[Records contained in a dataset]
━━━━━━━━━━

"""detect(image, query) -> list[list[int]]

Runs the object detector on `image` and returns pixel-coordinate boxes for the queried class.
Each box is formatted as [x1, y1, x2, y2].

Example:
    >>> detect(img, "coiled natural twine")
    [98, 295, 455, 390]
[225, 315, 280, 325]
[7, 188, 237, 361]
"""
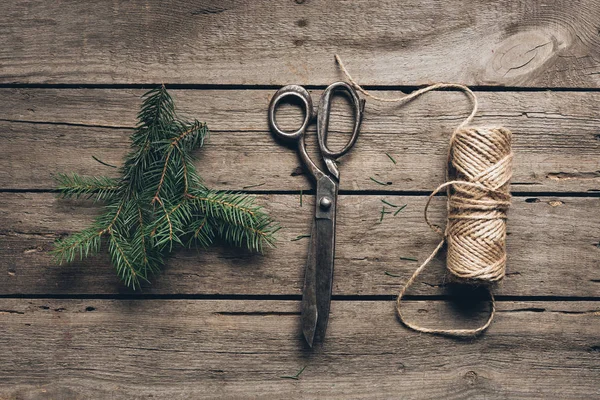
[335, 55, 513, 336]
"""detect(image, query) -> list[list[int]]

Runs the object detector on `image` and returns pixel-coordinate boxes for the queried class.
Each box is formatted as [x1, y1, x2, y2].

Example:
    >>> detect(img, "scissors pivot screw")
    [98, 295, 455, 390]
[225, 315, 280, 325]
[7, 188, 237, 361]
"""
[319, 196, 331, 210]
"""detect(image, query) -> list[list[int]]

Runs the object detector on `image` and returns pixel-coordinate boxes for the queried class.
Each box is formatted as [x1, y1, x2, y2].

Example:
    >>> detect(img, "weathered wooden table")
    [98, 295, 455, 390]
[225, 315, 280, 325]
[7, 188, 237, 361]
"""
[0, 0, 600, 399]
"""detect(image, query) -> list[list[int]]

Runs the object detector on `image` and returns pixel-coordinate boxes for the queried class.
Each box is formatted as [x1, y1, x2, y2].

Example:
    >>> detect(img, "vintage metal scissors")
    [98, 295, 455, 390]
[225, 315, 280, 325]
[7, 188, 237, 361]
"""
[269, 82, 365, 347]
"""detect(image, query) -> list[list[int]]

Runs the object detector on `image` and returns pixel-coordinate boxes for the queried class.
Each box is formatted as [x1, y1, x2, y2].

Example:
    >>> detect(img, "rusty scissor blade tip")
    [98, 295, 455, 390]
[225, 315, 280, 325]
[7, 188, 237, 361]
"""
[301, 309, 318, 348]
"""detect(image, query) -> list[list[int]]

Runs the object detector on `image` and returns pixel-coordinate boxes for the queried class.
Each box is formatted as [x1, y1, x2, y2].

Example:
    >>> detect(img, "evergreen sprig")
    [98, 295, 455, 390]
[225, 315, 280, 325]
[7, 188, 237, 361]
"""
[53, 86, 279, 289]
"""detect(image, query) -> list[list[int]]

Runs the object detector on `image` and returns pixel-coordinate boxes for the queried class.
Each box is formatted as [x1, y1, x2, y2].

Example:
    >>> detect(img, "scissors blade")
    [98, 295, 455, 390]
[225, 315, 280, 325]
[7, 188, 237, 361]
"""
[300, 220, 318, 347]
[301, 176, 337, 347]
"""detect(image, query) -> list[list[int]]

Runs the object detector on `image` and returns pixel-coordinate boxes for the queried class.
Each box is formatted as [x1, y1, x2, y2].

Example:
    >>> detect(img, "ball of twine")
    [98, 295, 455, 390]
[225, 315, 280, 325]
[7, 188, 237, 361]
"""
[335, 55, 513, 337]
[444, 127, 513, 282]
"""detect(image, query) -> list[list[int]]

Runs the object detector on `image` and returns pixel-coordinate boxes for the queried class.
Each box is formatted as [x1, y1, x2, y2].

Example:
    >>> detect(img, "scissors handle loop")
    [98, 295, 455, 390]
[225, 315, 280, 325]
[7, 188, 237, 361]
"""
[269, 85, 314, 140]
[317, 82, 365, 159]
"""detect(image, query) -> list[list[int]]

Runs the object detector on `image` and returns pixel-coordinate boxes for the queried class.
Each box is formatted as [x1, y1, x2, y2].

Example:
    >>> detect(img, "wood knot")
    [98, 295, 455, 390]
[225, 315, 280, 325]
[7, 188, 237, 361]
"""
[485, 31, 557, 84]
[463, 371, 479, 386]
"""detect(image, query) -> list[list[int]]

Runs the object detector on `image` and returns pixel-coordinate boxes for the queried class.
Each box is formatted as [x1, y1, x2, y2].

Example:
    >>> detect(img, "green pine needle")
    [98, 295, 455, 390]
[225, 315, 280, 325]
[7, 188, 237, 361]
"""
[385, 153, 396, 165]
[53, 86, 279, 289]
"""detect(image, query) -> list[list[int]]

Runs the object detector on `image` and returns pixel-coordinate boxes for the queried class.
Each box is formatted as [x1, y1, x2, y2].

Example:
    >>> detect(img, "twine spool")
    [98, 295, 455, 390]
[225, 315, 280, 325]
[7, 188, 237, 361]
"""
[335, 55, 513, 337]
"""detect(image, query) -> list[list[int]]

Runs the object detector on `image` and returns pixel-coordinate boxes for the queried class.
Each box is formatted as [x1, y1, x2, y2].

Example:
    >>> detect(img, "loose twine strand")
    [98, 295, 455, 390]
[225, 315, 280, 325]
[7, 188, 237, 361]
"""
[335, 54, 513, 337]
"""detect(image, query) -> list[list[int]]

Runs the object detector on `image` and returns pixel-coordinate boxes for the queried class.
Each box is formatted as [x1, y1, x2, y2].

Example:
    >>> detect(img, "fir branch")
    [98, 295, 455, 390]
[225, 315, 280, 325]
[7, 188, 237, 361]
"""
[55, 173, 120, 201]
[53, 86, 279, 289]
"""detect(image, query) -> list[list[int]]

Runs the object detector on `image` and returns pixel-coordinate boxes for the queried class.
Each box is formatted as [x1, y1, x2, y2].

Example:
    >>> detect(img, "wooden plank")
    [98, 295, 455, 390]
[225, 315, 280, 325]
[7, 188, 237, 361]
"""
[0, 89, 600, 192]
[0, 0, 600, 87]
[0, 299, 600, 399]
[0, 193, 600, 296]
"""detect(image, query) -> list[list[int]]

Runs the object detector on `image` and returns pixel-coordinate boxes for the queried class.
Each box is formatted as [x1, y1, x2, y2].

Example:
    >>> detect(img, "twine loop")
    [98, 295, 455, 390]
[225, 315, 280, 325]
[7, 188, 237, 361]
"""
[335, 55, 513, 336]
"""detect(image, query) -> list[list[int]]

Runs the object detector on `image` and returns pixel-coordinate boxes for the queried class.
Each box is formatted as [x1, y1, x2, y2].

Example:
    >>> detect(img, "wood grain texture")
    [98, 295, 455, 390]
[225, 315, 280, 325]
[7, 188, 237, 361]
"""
[0, 193, 600, 297]
[0, 89, 600, 192]
[0, 299, 600, 400]
[0, 0, 600, 87]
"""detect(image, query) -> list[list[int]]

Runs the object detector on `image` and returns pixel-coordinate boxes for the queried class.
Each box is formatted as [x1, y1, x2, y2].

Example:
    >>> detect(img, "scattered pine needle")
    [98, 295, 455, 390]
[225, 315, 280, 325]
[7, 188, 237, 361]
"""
[379, 206, 392, 222]
[394, 204, 408, 217]
[280, 365, 306, 381]
[385, 153, 396, 165]
[92, 156, 119, 168]
[369, 176, 388, 186]
[290, 235, 310, 242]
[381, 199, 398, 208]
[242, 182, 265, 190]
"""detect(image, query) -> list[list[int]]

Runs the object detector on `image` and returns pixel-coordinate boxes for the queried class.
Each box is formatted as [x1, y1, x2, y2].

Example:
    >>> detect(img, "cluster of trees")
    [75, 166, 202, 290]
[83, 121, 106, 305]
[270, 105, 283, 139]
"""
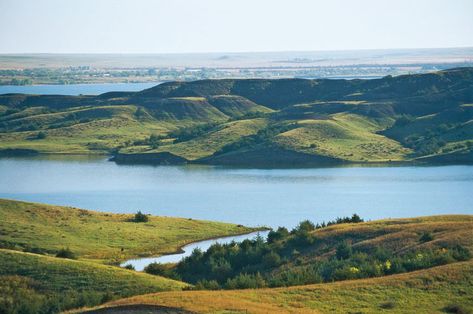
[0, 276, 114, 314]
[160, 214, 471, 289]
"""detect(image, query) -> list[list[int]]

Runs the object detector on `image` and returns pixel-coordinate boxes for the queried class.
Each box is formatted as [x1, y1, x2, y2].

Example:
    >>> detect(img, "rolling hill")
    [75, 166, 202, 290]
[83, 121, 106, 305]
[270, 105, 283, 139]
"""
[76, 215, 473, 313]
[0, 68, 473, 166]
[0, 199, 255, 313]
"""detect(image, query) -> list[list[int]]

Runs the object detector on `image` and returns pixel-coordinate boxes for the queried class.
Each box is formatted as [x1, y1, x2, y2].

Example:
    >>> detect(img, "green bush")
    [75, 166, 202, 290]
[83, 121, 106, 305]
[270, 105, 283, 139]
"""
[144, 263, 169, 276]
[133, 211, 149, 222]
[56, 248, 76, 259]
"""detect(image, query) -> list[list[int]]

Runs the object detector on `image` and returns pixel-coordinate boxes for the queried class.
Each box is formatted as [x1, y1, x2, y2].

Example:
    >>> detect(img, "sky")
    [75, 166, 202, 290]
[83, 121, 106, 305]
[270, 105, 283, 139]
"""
[0, 0, 473, 53]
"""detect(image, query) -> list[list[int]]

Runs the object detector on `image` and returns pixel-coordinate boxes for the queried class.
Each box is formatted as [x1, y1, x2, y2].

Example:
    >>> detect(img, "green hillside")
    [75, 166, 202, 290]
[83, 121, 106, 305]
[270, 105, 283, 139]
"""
[0, 249, 187, 314]
[83, 261, 473, 314]
[0, 199, 254, 264]
[0, 68, 473, 166]
[78, 215, 473, 314]
[0, 199, 255, 314]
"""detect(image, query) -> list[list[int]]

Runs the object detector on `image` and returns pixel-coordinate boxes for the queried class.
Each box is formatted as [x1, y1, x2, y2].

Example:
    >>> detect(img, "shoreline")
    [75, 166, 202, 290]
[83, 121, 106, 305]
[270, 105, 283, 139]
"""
[119, 227, 272, 267]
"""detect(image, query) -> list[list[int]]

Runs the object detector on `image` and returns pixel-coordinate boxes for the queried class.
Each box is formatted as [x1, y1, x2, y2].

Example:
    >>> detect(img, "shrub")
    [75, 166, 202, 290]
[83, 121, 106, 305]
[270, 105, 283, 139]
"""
[144, 263, 169, 276]
[194, 279, 221, 290]
[267, 227, 289, 243]
[336, 241, 353, 259]
[133, 211, 149, 222]
[419, 232, 434, 243]
[263, 251, 281, 268]
[443, 304, 471, 314]
[36, 131, 48, 140]
[123, 264, 135, 270]
[56, 248, 76, 259]
[379, 301, 396, 310]
[225, 273, 266, 289]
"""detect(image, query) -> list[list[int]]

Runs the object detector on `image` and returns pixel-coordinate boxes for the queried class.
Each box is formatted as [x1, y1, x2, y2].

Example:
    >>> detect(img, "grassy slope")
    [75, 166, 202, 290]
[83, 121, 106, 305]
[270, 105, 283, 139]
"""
[0, 106, 176, 154]
[0, 199, 254, 262]
[0, 249, 186, 295]
[152, 118, 268, 160]
[94, 261, 473, 313]
[0, 68, 473, 163]
[86, 215, 473, 313]
[276, 113, 409, 162]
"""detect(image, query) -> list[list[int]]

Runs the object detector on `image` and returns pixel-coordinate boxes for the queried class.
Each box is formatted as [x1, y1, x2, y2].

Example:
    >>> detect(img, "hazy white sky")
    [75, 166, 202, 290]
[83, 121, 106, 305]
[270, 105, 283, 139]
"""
[0, 0, 473, 53]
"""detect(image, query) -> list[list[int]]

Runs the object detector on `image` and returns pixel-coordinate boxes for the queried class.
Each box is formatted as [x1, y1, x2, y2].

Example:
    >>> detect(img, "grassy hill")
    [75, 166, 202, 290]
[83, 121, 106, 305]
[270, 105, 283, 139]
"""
[0, 199, 254, 263]
[0, 68, 473, 165]
[0, 249, 187, 313]
[0, 199, 254, 313]
[77, 215, 473, 313]
[86, 261, 473, 314]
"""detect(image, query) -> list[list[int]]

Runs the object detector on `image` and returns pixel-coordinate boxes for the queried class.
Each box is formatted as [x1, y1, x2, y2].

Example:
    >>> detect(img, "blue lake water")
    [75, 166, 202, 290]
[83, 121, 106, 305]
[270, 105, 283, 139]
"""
[0, 157, 473, 227]
[120, 231, 269, 271]
[0, 82, 160, 95]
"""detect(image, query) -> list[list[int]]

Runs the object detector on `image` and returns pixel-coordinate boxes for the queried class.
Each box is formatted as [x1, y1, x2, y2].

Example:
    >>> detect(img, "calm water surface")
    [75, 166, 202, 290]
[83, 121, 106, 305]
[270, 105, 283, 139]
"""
[0, 157, 473, 227]
[0, 82, 160, 95]
[120, 231, 269, 271]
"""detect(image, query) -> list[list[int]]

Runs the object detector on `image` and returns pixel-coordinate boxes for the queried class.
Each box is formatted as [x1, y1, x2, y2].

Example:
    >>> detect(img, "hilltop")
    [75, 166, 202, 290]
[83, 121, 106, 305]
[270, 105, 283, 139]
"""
[0, 199, 255, 313]
[0, 68, 473, 166]
[79, 215, 473, 313]
[0, 199, 255, 264]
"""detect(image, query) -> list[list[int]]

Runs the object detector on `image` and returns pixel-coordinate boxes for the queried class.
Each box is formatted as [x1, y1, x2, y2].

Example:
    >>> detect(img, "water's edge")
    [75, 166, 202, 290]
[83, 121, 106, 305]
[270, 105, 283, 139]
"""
[120, 228, 270, 271]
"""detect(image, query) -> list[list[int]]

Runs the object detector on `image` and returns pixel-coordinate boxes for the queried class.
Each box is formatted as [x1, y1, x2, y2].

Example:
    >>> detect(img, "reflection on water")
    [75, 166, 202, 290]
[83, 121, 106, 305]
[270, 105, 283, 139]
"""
[120, 231, 269, 271]
[0, 156, 473, 227]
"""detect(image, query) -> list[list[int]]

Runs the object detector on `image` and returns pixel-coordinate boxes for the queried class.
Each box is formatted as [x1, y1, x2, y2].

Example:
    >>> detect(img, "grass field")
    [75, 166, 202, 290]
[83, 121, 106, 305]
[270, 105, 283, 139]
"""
[276, 113, 410, 162]
[0, 249, 186, 313]
[0, 199, 253, 263]
[91, 261, 473, 314]
[0, 68, 473, 165]
[83, 215, 473, 314]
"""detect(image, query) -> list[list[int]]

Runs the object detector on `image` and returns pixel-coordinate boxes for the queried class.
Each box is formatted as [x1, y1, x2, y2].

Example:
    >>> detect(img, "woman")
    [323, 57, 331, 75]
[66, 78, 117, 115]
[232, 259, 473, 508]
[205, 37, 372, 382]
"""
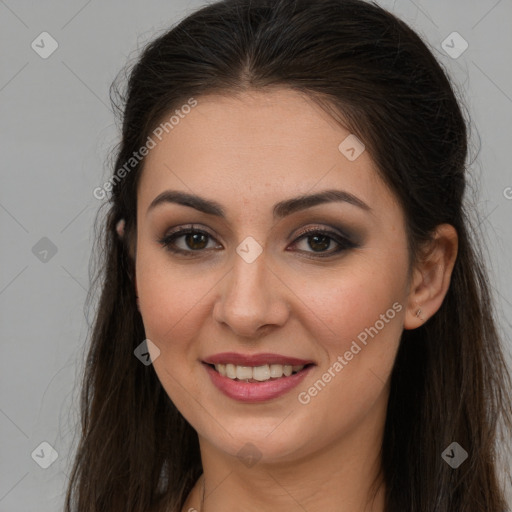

━━━━━━━━━━

▶ **YOUR GOAL**: Copy the rows starting at the first line and ending at the line that contains "[301, 309, 318, 348]", swapping "object detector" for "region detector" wherever it occurs and keeping everything else unchanged. Omit the pictures from your copy.

▶ **FULL OUTPUT**:
"""detect(image, query) -> list[list[int]]

Runs the region detector on `image` and returns pixel-coordinate boxes for the queried class.
Each box is formatted as [x1, y1, x2, y2].

Example:
    >>> detect(img, "coiled natural twine")
    [98, 295, 455, 390]
[225, 315, 280, 325]
[7, 188, 237, 361]
"""
[335, 55, 513, 336]
"""detect(image, query) -> list[list[int]]

Runs the region detector on `image` and returns pixel-coordinate boxes for the queried class.
Each box is formatted as [x1, y1, x2, y2].

Example:
    >>> detect(img, "scissors pivot screw")
    [98, 295, 455, 390]
[225, 315, 280, 325]
[7, 188, 237, 361]
"""
[319, 196, 331, 210]
"""detect(image, query) -> list[list[int]]

Runs the region detector on `image` and returns pixel-coordinate boxes for the queried class.
Each box is formatted as [x1, y1, x2, y2].

Example:
    >>> detect(img, "weathered wooden table")
    [98, 295, 455, 390]
[225, 315, 280, 325]
[7, 188, 237, 361]
"""
[0, 0, 600, 399]
"""detect(image, query) -> list[list[int]]

Runs the region detector on `image` and returns pixel-coordinate boxes for the queried class.
Each box is formatted as [x1, y1, x2, y2].

Example:
    >>> detect(img, "vintage metal scissors")
    [98, 295, 455, 390]
[225, 315, 280, 325]
[7, 188, 237, 361]
"""
[269, 82, 365, 347]
"""detect(image, query) -> list[list[int]]

Runs the region detector on `image` and returns pixel-coordinate boxes for the queried class.
Each box is formatted as [x1, y1, x2, y2].

Example:
    >>> detect(img, "rusty scissor blade tip")
    [98, 295, 455, 390]
[225, 315, 280, 325]
[7, 188, 237, 361]
"""
[301, 309, 318, 348]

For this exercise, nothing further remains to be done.